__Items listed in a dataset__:
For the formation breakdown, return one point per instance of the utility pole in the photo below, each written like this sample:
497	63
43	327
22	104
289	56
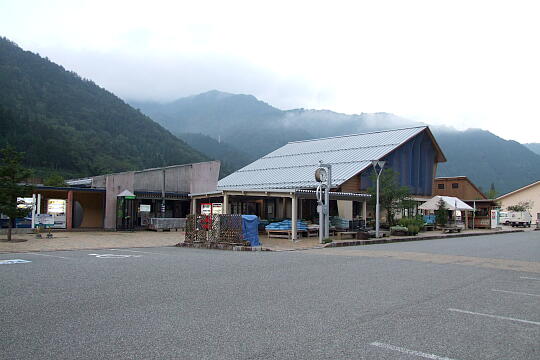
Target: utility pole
380	164
323	175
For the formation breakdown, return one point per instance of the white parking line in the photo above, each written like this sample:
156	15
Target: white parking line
144	252
528	278
515	292
409	352
496	316
61	257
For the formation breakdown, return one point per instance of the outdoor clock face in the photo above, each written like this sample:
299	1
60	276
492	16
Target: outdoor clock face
321	175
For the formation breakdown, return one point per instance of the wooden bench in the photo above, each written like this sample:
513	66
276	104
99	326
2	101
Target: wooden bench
339	234
285	234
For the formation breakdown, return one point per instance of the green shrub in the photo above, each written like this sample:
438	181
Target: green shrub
417	221
397	230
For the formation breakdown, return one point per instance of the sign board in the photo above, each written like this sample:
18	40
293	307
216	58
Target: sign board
217	208
206	209
45	219
25	203
56	206
13	261
145	208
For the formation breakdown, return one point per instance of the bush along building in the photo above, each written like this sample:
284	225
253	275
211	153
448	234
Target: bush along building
282	184
464	189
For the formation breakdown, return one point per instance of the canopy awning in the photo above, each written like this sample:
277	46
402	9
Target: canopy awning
452	203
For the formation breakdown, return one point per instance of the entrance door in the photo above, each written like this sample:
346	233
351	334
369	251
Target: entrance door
125	214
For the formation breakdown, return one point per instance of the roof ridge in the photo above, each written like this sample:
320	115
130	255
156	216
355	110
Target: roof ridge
349	135
326	151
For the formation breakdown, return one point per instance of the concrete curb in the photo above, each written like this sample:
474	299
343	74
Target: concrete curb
413	238
83	249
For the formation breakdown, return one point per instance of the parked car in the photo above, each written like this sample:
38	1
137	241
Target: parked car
520	218
504	217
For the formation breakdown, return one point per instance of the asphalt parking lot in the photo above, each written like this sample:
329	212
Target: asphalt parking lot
460	298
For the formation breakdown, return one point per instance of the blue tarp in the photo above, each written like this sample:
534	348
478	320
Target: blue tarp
250	229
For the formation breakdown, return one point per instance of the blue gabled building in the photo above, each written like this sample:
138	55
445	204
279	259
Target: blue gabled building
412	152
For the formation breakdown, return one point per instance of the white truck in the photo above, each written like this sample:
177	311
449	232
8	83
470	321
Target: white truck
504	218
520	218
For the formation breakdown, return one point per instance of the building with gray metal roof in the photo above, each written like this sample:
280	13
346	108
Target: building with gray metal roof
412	152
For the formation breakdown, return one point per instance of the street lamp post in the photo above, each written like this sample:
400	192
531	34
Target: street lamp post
380	164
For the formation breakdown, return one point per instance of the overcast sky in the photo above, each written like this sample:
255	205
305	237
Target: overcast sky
457	63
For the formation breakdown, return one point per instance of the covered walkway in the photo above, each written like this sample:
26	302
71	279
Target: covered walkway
271	204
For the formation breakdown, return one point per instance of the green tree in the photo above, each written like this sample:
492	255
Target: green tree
54	179
391	193
12	178
441	214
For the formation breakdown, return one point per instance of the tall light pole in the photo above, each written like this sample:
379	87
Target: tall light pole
380	164
323	175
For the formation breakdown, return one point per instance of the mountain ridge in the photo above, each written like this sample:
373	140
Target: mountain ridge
70	125
267	133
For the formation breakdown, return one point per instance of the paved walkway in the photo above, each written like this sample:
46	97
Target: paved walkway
279	244
91	240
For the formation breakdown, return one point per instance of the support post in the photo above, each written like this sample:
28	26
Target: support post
294	213
327	201
193	206
364	212
377	211
33	211
163	196
69	211
225	209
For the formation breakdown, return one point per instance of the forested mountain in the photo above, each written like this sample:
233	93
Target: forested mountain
72	126
534	147
230	157
486	158
256	128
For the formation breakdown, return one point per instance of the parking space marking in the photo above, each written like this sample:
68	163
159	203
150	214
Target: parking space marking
144	252
408	351
14	261
528	278
113	256
61	257
495	316
515	292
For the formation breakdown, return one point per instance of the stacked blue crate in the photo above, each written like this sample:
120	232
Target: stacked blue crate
287	225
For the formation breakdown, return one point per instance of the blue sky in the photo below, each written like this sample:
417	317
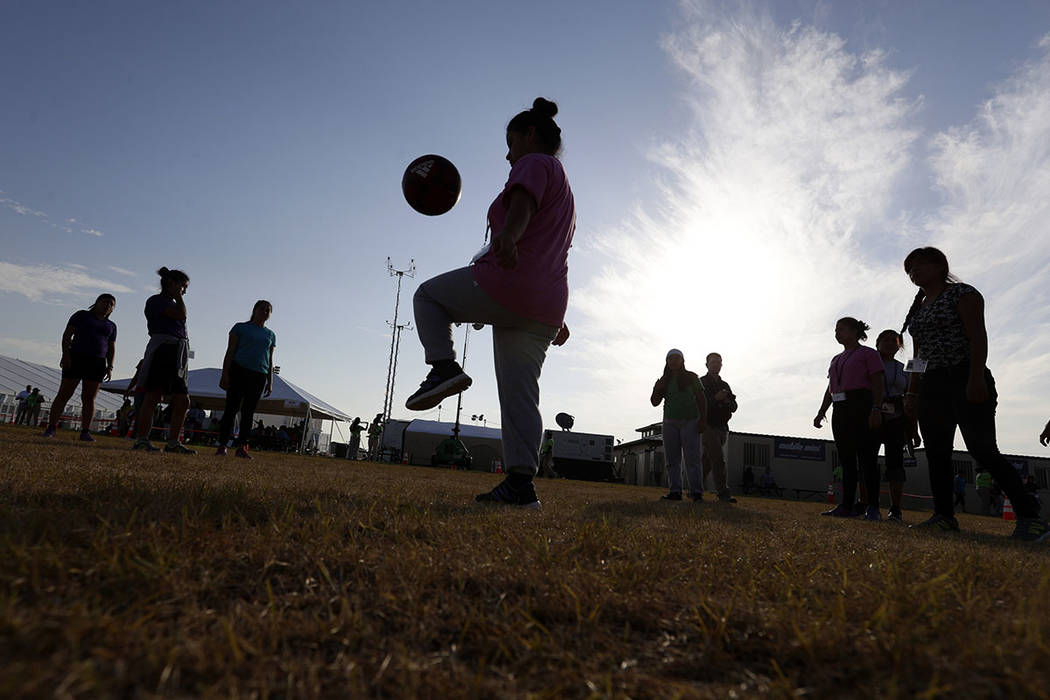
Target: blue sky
744	174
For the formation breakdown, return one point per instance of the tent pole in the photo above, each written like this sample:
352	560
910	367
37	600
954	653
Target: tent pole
306	431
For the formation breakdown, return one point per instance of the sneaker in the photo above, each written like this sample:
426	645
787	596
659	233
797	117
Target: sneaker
444	380
842	510
1031	529
938	522
177	448
507	494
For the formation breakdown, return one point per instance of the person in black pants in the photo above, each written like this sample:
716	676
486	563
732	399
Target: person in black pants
855	386
950	386
247	376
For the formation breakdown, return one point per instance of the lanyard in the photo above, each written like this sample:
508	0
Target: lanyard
897	375
840	366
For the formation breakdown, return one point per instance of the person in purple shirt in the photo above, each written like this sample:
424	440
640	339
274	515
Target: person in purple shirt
519	285
88	345
165	363
855	387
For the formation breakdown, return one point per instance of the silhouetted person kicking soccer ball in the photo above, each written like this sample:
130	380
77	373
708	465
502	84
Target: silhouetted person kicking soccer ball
519	287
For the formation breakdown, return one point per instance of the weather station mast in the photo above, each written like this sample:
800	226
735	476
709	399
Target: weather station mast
396	330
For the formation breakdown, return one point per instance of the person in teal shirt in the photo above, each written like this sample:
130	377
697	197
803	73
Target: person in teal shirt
685	420
247	375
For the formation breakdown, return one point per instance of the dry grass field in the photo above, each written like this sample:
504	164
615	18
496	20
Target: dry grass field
132	575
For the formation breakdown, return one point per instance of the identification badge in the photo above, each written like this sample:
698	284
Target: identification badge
916	365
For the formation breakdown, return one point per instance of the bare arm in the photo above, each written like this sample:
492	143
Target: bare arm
269	381
110	354
822	412
66	345
231	347
659	388
970	309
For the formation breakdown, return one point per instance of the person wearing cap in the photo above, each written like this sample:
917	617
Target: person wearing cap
685	420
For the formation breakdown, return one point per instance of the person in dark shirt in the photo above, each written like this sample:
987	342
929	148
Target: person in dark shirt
950	386
721	405
88	345
165	364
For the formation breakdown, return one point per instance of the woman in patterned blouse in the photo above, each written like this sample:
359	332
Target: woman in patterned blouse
950	386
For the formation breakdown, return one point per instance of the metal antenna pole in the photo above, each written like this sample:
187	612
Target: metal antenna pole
459	397
391	364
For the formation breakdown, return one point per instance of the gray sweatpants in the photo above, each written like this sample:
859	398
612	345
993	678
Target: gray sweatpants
680	436
519	348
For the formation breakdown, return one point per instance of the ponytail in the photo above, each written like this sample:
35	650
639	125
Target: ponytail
911	312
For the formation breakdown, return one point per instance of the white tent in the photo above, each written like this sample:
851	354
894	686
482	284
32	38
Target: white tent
287	399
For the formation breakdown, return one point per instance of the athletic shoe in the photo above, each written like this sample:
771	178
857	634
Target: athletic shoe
445	380
179	448
938	522
841	510
507	494
1031	529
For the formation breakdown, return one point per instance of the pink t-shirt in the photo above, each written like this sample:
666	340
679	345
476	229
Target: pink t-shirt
538	289
854	368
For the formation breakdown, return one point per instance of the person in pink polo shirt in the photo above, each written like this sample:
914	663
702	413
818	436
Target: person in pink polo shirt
855	387
520	287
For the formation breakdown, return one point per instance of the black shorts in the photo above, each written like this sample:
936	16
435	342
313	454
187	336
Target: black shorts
85	367
164	372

__ASSIGNED TASK__:
Print all of the entries word for word. Skip any images they contain.

__ANSWER BOX__:
For the formation breakdown, return one point per instance of the utility pole in the photo below, each written like this sample:
497	63
43	327
22	104
289	56
Target: utility pole
380	164
323	175
For the formation breakdown, return one point per instance of the white parking line in the photo above, each written like this sample:
156	15
Target: white parking line
144	252
528	278
515	292
409	352
496	316
61	257
For the formation breakdown, return one point per instance of the outdoor clock face in the photo above, each written like this sample:
299	1
60	276
492	16
Target: outdoor clock face
321	175
For the formation breakdown, return one point per instance of the wooden bench in the photo above, each written like this sample:
513	66
276	104
99	326
2	101
Target: wooden bench
339	234
285	234
For the formation breakdown, return one point per instance of the green shrub in the photo above, each written like this sample:
438	181
Target: green shrub
417	221
397	230
For the formation breakdown, return one point per instance of the sign board in the photo above, each written like this sample:
18	40
293	307
216	58
Target: sign board
217	208
206	209
45	219
25	203
56	206
13	261
145	208
For the formation breakdown, return one point per instance of the bush along building in the photo above, each written like this sample:
284	225
253	275
211	153
448	234
Target: bush along building
282	184
464	189
For the formation breakdown, return one point per instance of the canopy awning in the photo above, each written like this sample:
277	46
402	9
Target: canopy awning
452	203
For the formation breakdown, return one point per instance of the entrance door in the photo above, each written like this sample:
346	233
351	334
369	251
Target: entrance door
125	214
For the formation breakdown, return one point per instance of the roof ridge in the photo above, each written like this sample:
320	115
130	255
156	216
355	110
Target: roof ridge
349	135
326	151
For the formation breakdown, return one point per instance of the concrete curb in the photo above, each written like this sample:
474	299
343	74
Target: concrete curb
413	238
83	249
For the formation breakdown, return one point per instance of the parked car in the photo above, each written like this sample:
38	1
137	241
Target: parked car
520	218
504	217
For the formation breakdown, return one point per instance of the asphalt parking lot in the photo above, each written like this sample:
329	212
Target: asphalt parking lot
460	298
For the formation breakdown, return one point per instance of the blue tarp in the photo above, each written like this sample:
534	348
478	320
Target: blue tarp
250	229
For the formation breakdown, return one point per instance of the blue gabled building in the photo above, each written like this sample:
138	55
445	204
279	259
Target: blue gabled building
412	152
For the formation breakdown, return one point per instance of the white truck in the photo above, each written like this sample:
177	311
449	232
8	83
470	321
Target: white truck
504	218
520	218
For the formation breakdown, return one point per instance of the building with gray metal roof in the photo above, each written like this sample:
280	13
346	108
Target: building with gray metal roof
412	152
For the formation breakdown, return one point per instance of the street lamp post in the photo above, each written like this sample:
400	192
531	34
Target: street lamp post
380	164
For the formation breakdown, return one point per instance of the overcast sky in the photo above, each written like this sample:
255	205
305	237
Target: overcast sky
457	63
For the formation breakdown, return one point per instance of the covered walkway in the photo above, each written like this sample:
26	302
71	279
Target: covered walkway
271	204
For the formation breakdown, return one point per instance of the green tree in the photo above, each written like this sample:
492	255
Target: green tree
54	179
391	193
12	178
441	214
For the formation breakdown, return one point per instance of the tall light pole in the photo above, each written like this sample:
379	87
Target: tall light pole
380	164
323	175
For the formation breakdown, return one point per instance of the mountain ridge in the photo above, each written like this sample:
373	140
Target: mountain ridge
70	125
267	133
For the formation breakdown, return one point per instance of the paved walkway in the photo above, each written like this sample:
46	97
Target: paved walkway
279	244
91	240
For the formation breakdown, return one point per instance of the support post in the photo above, each written like this sample:
28	26
Target: support post
294	213
327	201
193	206
364	212
377	211
33	211
163	196
69	211
225	209
For the formation breakdown, return one point per instance of the forested mountain in the photo above, each written like this sample:
233	93
Target: forested mountain
72	126
534	147
230	157
486	158
256	128
For the formation breakdown, return one point per instance of the parking space marking in the photo above, each written like this sample:
68	163
159	203
150	214
Target: parking space marking
144	252
408	351
14	261
528	278
113	256
61	257
495	316
515	292
For the formation breakdown, return one point per instance of the stacked blue crate in the photo above, each written like this sample:
120	232
Target: stacked blue crate
287	225
For the formation breakdown, return one point per instance of the blue sky in the photo below, each written like this sample:
417	317
Target: blue sky
744	174
For the formation breakdown, return one point per instance of the tent pole in the photo above, each written like this sample:
352	560
910	367
37	600
954	653
Target: tent pole
306	431
For the formation breakdown, return one point per instance of the sneaker in the photo above, each written like this sample:
426	645
787	596
659	233
797	117
Target: sneaker
444	380
842	510
1031	529
938	522
177	448
507	494
For the formation breakdown, return one point per instance of the person in black pants in the photo above, each written like this sample:
716	676
486	563
732	399
Target: person in black pants
855	386
950	386
247	376
For the formation breakdown, return one point per instance of the lanyard in the photo above, each written like this sample:
508	0
Target: lanyard
897	375
840	366
For the formation breakdown, return one point per instance of the person in purple shirt in the photo above, each written like this sample:
424	440
640	339
274	515
Target: person in purple shirt
519	285
88	345
165	363
855	387
For the formation breakdown, return one point per instance of the silhouetted person kicking soccer ball in the photo above, each written like this sample:
130	380
77	373
708	465
502	84
Target: silhouetted person kicking soccer ball
519	287
For the formation breakdown, return one point per instance of the weather station mast in the photo above, each written like this sample:
800	226
735	476
709	399
Target: weather station mast
396	330
For the formation breakdown, return one point per instance of the person in teal shirt in the photo above, each written like this sample:
130	377
697	197
803	73
Target: person in teal shirt
685	420
247	375
For the formation breakdown, return one point per instance of the dry grass field in the photo above, each written like this sample:
504	164
615	18
496	20
Target: dry grass field
132	575
For the formation breakdown, return one point per instance of the identification badge in the photo above, each written like this sample:
698	284
Target: identification badge
916	365
For the formation breakdown, return one point per instance of the bare arm in the photo above, each written like this sample:
492	143
Target: bare arm
269	381
110	354
822	412
66	345
231	347
659	388
970	309
For the formation breakdown, return one point per instance of the person wearing cap in the photo above, each written like this sample:
917	617
Target: person wearing cap
685	420
For the formation breakdown, return one point per instance of the person in dark shirt in the photo above, each written like this sample:
987	342
929	148
Target: person in dark shirt
950	386
721	405
88	345
165	364
For the formation breakdown, return one point per instance of the woman in patterned blouse in the photo above, each written like this sample:
359	332
Target: woman in patterned blouse
950	386
For the formation breakdown, return one point per instance of the metal antenna pole in the photo above, each written like this sample:
187	612
Target: metal antenna pole
459	397
391	364
For the formation breakdown, return one point per instance of the gray sweatpants in the photo above, each written like this sample:
859	398
612	345
993	678
Target: gray sweatpants
680	436
519	348
For the formation breakdown, return one point per instance of the ponytail in the photo above, each written like this sample:
35	650
639	125
Target: ponytail
911	312
For the formation breakdown, return one point per instance of the white tent in the photo above, each written like this sample:
851	354
894	686
482	284
32	38
Target: white tent
287	399
For the formation breakdown, return one point per instance of the athletic shoe in the photo above, each written like this sample:
771	178
857	634
Target: athletic shoe
445	380
179	448
938	522
841	510
507	494
1031	529
For the formation breakdown, return one point per instance of the pink t-shirt in the photo above, each written like this sample:
666	340
679	345
476	229
Target: pink t-shirt
538	289
854	368
For the formation breakdown, return one point per instance of the person in pink polo shirt in the photo above, each written like this sample:
914	663
702	413
818	436
Target: person in pink polo shirt
855	387
520	287
For the formation breakdown, return one point per instance of the black shorts in the photo above, each written like this sample:
936	16
435	342
313	454
187	336
Target: black shorts
85	367
164	372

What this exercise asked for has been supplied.